- _Brief_
Extend the SQL Server thread about finding a literal percent sign with LIKE, starting right after its final sentence.

- _Passage to read_
--------------------------------

问题
I have a column name Address which consists of some address which has '%' in between as:
Address
--------------------
Aman Ja%lan%
Stree% Ro%ad
etc., etc.
How I can write the LIKE operator to find that pattern?
I tried:
declare @var char(1)
set @var='!%'
select Address from Accomodation where Address like '%'+@var+'%'
回答1:
I would use
WHERE columnName LIKE '%[%]%'
SQL Server stores string summary statistics for use in estimating the number of rows that will match a LIKE clause. The cardinality estimates can be better and lead to a more appropriate plan when the square bracket syntax is used.
The response to this Connect Item states
We do not have support for precise cardinality estimation in the presence of user defined escape characters. So we probably get a poor estimate and a poor plan. We'll consider addressing this issue in a future release.

--------------------------------

- _Record list_
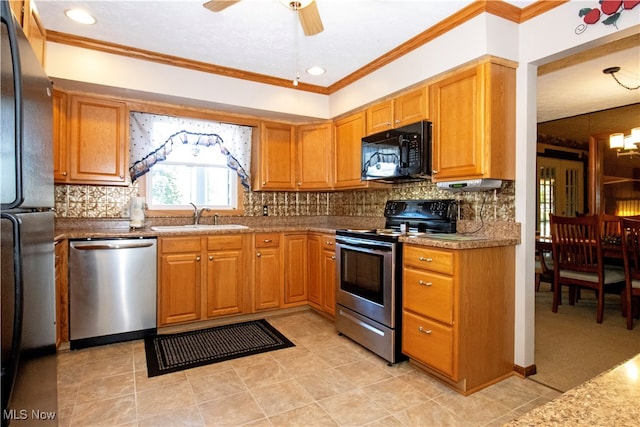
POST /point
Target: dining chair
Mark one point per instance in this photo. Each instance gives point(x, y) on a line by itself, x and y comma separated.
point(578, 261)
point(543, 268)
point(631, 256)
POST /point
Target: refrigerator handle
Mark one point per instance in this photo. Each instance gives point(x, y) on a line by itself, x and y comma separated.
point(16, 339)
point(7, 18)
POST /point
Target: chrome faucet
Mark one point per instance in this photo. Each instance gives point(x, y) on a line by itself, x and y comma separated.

--------------------------------

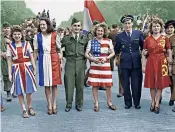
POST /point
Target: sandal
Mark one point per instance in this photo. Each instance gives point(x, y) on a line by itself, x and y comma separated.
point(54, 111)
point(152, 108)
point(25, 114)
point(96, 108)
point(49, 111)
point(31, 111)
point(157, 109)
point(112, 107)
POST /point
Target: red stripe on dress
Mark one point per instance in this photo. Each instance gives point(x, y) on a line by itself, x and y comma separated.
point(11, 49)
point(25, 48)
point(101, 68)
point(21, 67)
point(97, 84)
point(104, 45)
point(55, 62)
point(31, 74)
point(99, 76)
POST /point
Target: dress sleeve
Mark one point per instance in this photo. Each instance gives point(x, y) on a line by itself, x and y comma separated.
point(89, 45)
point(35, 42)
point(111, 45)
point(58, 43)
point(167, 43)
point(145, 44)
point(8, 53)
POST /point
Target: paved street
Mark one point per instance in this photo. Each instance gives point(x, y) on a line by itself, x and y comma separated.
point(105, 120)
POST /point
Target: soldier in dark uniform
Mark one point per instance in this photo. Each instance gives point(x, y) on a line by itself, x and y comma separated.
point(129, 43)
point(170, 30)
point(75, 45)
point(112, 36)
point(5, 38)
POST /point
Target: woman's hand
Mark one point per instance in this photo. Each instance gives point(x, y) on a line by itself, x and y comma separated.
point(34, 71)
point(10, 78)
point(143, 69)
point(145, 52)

--------------------------------

- _Result below_
An example
CREATE TABLE T
(
X VARCHAR(50),
Y CHAR(2000) NULL
)
CREATE NONCLUSTERED INDEX IX ON T(X)
INSERT INTO T (X)
SELECT TOP (5) '10% off'
FROM master..spt_values
UNION ALL
SELECT TOP (100000) 'blah'
FROM master..spt_values v1, master..spt_values v2
SET STATISTICS IO ON;
SELECT *
FROM T
WHERE X LIKE '%[%]%'
SELECT *
FROM T
WHERE X LIKE '%\%%' ESCAPE '\'
Shows 457 logical reads for the first query and 33,335 for the second.
回答2:
You can use ESCAPE:
WHERE columnName LIKE '%\%%' ESCAPE '\'
- SQLFiddle Demo
回答3:
Try this:
declare @var char(3)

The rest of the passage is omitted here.